▸ TO DO
Note each line in the data holding the string "below" and report it.
BEGIN DATA SHOWN
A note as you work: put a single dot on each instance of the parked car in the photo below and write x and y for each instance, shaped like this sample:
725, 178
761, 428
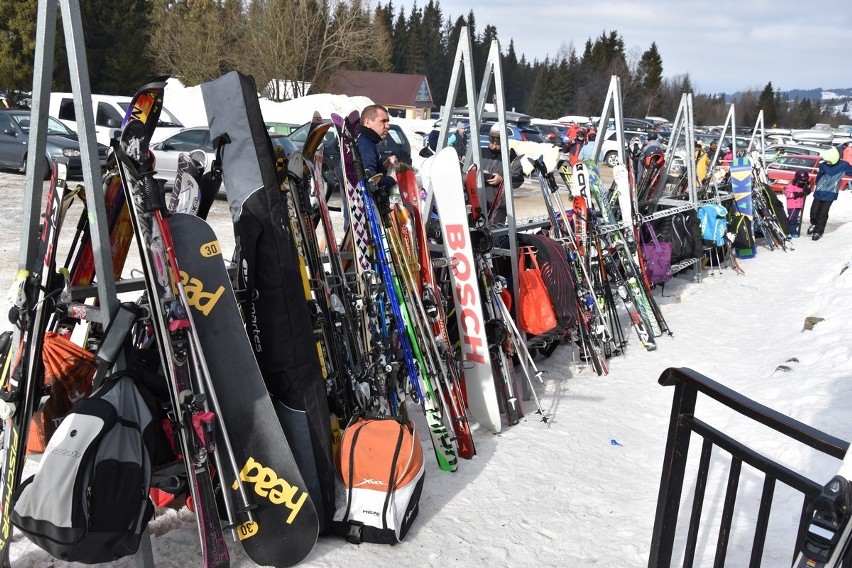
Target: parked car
395, 144
781, 170
551, 133
61, 141
800, 149
284, 128
188, 140
609, 146
109, 112
167, 151
514, 132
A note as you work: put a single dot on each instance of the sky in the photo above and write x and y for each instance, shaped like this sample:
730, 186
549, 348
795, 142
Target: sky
724, 45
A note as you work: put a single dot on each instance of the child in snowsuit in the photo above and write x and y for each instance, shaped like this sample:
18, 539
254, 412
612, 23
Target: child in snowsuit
829, 179
796, 192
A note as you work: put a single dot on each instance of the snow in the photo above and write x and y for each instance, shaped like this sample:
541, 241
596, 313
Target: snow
581, 490
187, 104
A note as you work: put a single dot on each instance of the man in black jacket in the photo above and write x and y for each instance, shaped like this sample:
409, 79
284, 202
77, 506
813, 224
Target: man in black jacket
375, 124
492, 169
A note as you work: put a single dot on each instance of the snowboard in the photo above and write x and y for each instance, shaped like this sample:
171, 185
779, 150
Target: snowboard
448, 191
286, 525
741, 183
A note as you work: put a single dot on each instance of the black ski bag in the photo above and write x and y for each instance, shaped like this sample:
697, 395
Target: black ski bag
88, 502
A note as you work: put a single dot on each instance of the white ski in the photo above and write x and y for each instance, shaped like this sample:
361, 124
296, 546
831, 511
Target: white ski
476, 362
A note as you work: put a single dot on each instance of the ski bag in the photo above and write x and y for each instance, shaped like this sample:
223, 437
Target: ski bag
88, 502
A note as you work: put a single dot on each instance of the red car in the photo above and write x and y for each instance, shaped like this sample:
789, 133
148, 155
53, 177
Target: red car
781, 171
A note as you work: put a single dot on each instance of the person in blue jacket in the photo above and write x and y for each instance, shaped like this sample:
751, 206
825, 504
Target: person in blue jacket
375, 124
829, 178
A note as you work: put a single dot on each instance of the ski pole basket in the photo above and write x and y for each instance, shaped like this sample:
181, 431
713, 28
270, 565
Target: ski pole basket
713, 464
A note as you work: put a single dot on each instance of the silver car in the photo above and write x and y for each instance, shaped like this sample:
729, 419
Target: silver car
167, 151
61, 141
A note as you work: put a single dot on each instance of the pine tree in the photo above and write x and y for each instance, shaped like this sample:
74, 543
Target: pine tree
17, 50
767, 102
650, 77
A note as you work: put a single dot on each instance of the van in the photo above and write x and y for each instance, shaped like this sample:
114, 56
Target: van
109, 112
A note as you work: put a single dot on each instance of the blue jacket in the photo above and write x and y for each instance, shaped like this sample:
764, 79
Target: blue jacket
714, 223
828, 181
372, 158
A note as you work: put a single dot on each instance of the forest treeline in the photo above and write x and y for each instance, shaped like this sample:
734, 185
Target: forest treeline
304, 41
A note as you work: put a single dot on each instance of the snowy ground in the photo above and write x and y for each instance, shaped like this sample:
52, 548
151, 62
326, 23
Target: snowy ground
581, 490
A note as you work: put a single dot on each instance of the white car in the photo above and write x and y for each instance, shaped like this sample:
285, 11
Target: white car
609, 146
167, 151
108, 112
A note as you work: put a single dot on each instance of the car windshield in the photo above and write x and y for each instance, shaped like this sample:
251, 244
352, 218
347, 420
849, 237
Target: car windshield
794, 162
53, 125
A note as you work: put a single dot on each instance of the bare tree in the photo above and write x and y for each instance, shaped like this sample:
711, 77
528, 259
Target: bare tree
186, 36
304, 41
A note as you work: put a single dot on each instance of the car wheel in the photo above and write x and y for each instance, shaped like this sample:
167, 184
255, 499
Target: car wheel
45, 163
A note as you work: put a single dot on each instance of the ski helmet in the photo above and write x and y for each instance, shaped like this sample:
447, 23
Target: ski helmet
831, 156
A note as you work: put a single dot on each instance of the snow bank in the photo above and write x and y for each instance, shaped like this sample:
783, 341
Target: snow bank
187, 104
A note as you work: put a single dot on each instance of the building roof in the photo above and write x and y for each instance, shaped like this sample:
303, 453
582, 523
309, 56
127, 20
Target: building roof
389, 89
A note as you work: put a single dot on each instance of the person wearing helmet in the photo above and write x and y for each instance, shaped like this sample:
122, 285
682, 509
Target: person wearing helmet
830, 175
796, 192
492, 169
458, 139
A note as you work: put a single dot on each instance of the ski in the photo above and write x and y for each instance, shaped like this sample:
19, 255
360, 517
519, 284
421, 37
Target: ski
275, 529
412, 354
36, 291
476, 360
829, 530
431, 294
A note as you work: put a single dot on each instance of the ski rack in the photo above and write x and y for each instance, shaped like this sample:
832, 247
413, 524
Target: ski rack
681, 140
463, 64
612, 108
759, 127
34, 188
493, 70
34, 185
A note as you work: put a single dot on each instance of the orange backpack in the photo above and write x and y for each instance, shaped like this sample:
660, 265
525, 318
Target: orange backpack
380, 463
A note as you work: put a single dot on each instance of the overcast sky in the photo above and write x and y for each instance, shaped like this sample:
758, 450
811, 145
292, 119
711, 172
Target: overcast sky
724, 45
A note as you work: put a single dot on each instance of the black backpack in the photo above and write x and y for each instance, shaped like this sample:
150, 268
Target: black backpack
88, 502
683, 231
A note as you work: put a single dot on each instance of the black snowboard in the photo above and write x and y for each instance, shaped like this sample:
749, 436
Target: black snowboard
287, 524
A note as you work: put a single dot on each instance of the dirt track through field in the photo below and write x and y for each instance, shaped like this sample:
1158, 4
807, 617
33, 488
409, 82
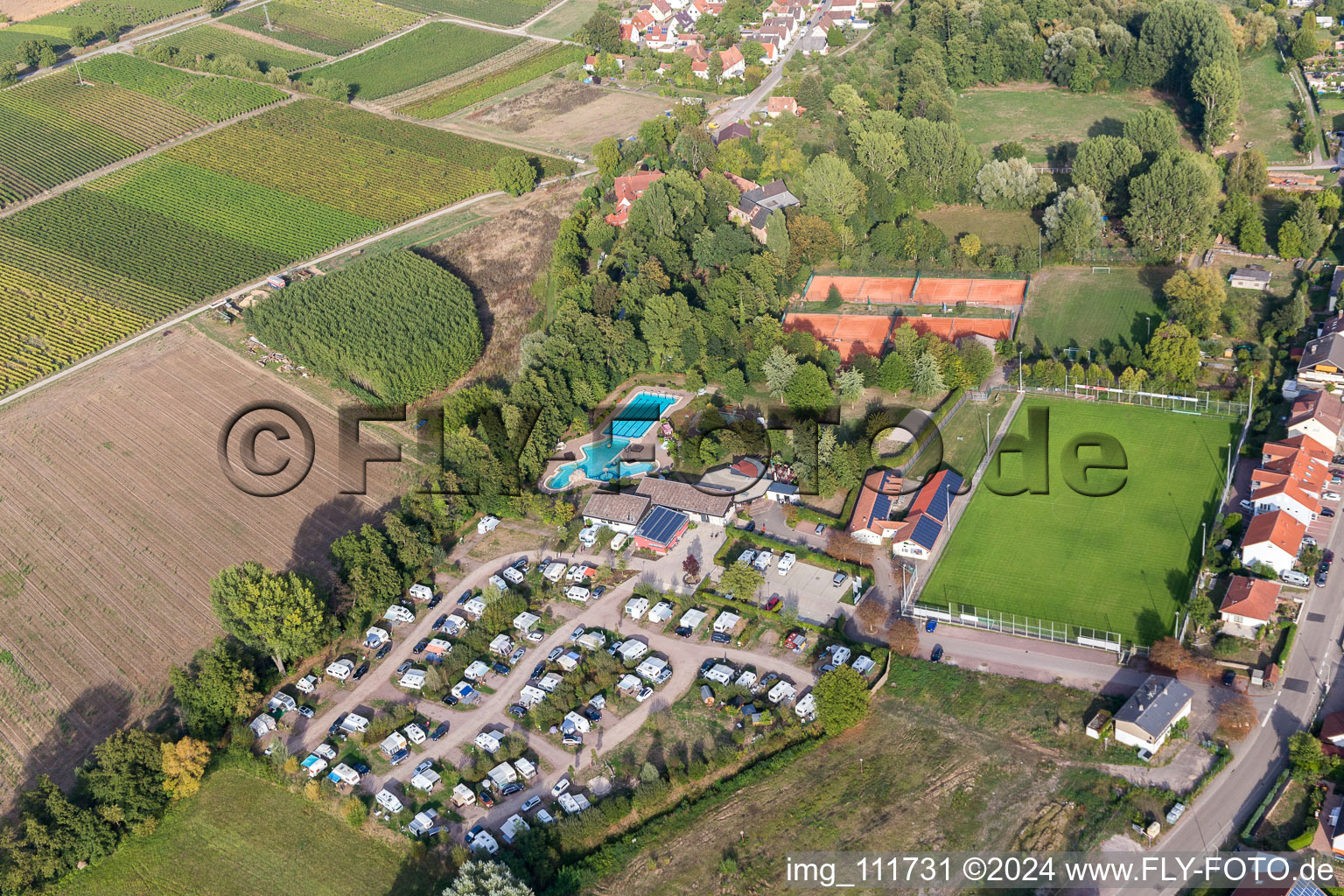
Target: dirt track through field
117, 514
END DATA SHOWN
▸ SOLVED PROBLEM
A note as you work: put a single dot on each instance of the parked car in the photo below and write x and y for each instance, shaped like this sample:
A note as you work: put a single dot on each instance of the dirt track through field in the photo below and write x and y for each instance, shaped like this sample:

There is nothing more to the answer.